[Your task]
Read the data line by line and say how many lines contain the string "pocket", giving the number alone.

Content starts

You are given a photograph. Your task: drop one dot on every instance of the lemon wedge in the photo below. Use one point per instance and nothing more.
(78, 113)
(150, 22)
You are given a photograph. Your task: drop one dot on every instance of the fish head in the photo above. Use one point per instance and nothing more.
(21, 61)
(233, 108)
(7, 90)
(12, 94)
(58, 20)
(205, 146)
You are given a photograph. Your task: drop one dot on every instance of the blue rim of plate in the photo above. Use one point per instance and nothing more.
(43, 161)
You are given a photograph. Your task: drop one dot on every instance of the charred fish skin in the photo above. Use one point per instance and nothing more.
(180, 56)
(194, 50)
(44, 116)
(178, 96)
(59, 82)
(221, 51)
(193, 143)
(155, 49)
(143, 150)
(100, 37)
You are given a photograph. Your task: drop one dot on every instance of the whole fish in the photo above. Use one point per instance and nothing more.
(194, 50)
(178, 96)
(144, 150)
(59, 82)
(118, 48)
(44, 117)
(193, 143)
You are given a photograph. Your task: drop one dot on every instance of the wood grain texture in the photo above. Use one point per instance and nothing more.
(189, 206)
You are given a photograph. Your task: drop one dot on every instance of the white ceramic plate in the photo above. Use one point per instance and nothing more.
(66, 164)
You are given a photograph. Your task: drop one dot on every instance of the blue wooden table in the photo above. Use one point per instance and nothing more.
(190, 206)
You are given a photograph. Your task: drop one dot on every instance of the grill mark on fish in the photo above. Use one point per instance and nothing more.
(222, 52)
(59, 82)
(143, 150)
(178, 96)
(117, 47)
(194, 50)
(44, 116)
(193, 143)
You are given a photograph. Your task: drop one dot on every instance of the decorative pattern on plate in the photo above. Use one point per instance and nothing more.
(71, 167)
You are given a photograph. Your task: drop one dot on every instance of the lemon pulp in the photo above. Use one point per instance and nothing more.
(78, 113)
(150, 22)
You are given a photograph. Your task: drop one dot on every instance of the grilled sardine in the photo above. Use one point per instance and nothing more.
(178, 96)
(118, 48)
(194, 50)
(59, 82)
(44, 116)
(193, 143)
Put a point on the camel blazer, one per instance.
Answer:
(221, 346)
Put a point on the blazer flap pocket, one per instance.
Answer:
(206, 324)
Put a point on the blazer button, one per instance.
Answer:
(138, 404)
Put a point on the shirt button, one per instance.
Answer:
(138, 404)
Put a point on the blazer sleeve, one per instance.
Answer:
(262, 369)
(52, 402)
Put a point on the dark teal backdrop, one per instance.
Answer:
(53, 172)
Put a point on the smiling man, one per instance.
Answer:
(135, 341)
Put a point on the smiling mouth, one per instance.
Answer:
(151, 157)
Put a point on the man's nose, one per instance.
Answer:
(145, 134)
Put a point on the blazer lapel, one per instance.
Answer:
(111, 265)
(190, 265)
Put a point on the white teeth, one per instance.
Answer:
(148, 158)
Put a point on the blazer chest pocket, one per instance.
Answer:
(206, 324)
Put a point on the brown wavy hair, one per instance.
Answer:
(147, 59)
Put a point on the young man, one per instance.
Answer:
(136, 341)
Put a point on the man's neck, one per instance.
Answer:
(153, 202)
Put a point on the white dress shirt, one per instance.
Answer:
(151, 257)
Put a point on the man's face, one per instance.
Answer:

Content ends

[Answer to the exercise]
2